**Direction:** Revise the entries below so that every "Reviewer note" becomes "Annotator note", keep everything else unchanged, and leave the pictures out of your answer.

"""

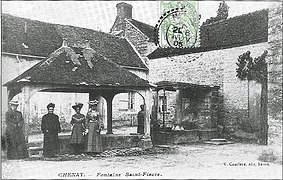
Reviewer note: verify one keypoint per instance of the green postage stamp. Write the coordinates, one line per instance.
(178, 25)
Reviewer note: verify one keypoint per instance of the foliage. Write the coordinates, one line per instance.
(222, 13)
(252, 69)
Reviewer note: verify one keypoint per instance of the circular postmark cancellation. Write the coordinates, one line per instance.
(177, 28)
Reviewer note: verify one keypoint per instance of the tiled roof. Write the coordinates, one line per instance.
(44, 38)
(237, 31)
(79, 67)
(144, 28)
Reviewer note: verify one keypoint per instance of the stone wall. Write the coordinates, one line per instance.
(214, 68)
(12, 66)
(275, 76)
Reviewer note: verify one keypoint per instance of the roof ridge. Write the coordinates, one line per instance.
(143, 23)
(50, 23)
(234, 17)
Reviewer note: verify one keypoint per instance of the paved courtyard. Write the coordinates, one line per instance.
(186, 161)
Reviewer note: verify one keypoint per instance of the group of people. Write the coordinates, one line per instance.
(85, 135)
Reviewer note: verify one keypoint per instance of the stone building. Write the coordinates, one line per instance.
(26, 42)
(213, 64)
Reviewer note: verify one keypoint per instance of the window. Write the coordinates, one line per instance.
(163, 103)
(131, 100)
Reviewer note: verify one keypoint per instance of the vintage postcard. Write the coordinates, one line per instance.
(141, 89)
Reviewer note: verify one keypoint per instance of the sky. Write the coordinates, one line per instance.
(100, 15)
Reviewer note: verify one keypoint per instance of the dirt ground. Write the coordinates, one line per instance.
(188, 161)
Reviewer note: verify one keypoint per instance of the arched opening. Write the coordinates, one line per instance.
(125, 110)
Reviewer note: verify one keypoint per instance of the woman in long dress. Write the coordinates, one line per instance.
(16, 144)
(78, 122)
(93, 126)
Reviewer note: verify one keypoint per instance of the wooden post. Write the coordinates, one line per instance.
(263, 110)
(179, 105)
(163, 108)
(109, 99)
(147, 113)
(26, 110)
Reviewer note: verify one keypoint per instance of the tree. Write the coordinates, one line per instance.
(222, 13)
(256, 69)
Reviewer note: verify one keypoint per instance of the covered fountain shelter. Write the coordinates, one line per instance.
(80, 70)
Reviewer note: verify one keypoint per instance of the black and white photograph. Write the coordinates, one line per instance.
(141, 89)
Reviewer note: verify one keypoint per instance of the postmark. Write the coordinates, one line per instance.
(178, 25)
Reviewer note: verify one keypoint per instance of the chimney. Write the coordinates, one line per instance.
(65, 42)
(124, 11)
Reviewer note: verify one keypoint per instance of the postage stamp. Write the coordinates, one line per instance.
(178, 25)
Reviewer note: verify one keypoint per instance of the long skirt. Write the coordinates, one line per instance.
(16, 145)
(77, 134)
(50, 144)
(94, 142)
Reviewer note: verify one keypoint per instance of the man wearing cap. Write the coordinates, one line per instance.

"""

**Problem solution:**
Annotator note: verify one keypoint per instance of the green postage stamp. Write the coordinates, one line per instance.
(178, 25)
Annotator note: verify one keypoint per instance of the foliage. Write the coordinates, one line per instance.
(222, 13)
(252, 69)
Annotator note: verify one keypoint per instance of the circular postmark cancellation. Write the coordinates, one line per instance.
(177, 28)
Annotator note: verify one keypoint per instance of the tiled roof. Write the coordinates, one line per instance.
(44, 38)
(237, 31)
(79, 67)
(144, 28)
Annotator note: verify one keypoint per instance of the stone wall. Write the coordinates, one line per instance.
(214, 68)
(12, 66)
(275, 76)
Annotator note: verify one keypoint per instance of the roof ridge. Write the coordinates, one line per instance.
(143, 23)
(50, 23)
(234, 17)
Annotator note: verify one keypoint per instance of the paved courtyard. Write the coordinates, one line per instance.
(186, 161)
Annotator note: verify one keypoint per instance of the group of people. Write the coordinates, one line per instance.
(85, 135)
Annotator note: verify one keypoint per instance of the stone building. Write the coordinates, one line per instance.
(26, 42)
(213, 64)
Annotator note: verify one keypoint per instance of the window. Write the coordinates, one line per instance.
(163, 103)
(131, 100)
Annotator note: verify one keypoint per instance of the vintage postcard. Write the coordinates, one line per instance.
(141, 89)
Annotator note: verify one keypoint per instance of the sky. Write the coordinates, one line per instance.
(100, 15)
Annotator note: verify one keypoint per instance of the dirt ground. Write the coordinates, one line per instance.
(188, 161)
Annotator note: verify one keypoint per instance of the arched opening. Write the coordinates, one line per instance.
(125, 110)
Annotator note: verify one keypoint per instance of the woman in long dress. Write the coordinates, one line per instance.
(16, 144)
(78, 122)
(93, 126)
Annotator note: verify one keypoint per instance of the wooden post. Write the coordinates, one line per instance.
(263, 110)
(179, 105)
(163, 108)
(109, 99)
(147, 113)
(26, 110)
Annotator note: verify one keypoint per instance of the tree. Write the coordinates, one line per instance.
(222, 13)
(256, 69)
Annotator note: verify one keypoint per instance of the covered fountain shelter. Write the coordinates, one line per instance.
(80, 70)
Annotator note: verify one keypoint per instance of the black and white photograph. Write the coordinates, one line per instance.
(141, 89)
Annotator note: verify one keypoint per instance of the postmark. Write the coordinates, one line per instance.
(178, 25)
Annotator note: verify one keypoint per instance of the chimney. Write the coordinates, one line per instance.
(65, 42)
(124, 11)
Annotator note: verify one keypoint per instance of the postage stamp. Write the coordinates, one line per instance.
(178, 25)
Annotator note: verify one keypoint per instance of the long skirt. Write the coordinates, one line per instance.
(16, 145)
(77, 134)
(50, 144)
(94, 142)
Annotator note: verify one keypoint per instance of the man wearing cap. Write the coordinates, one line per instance.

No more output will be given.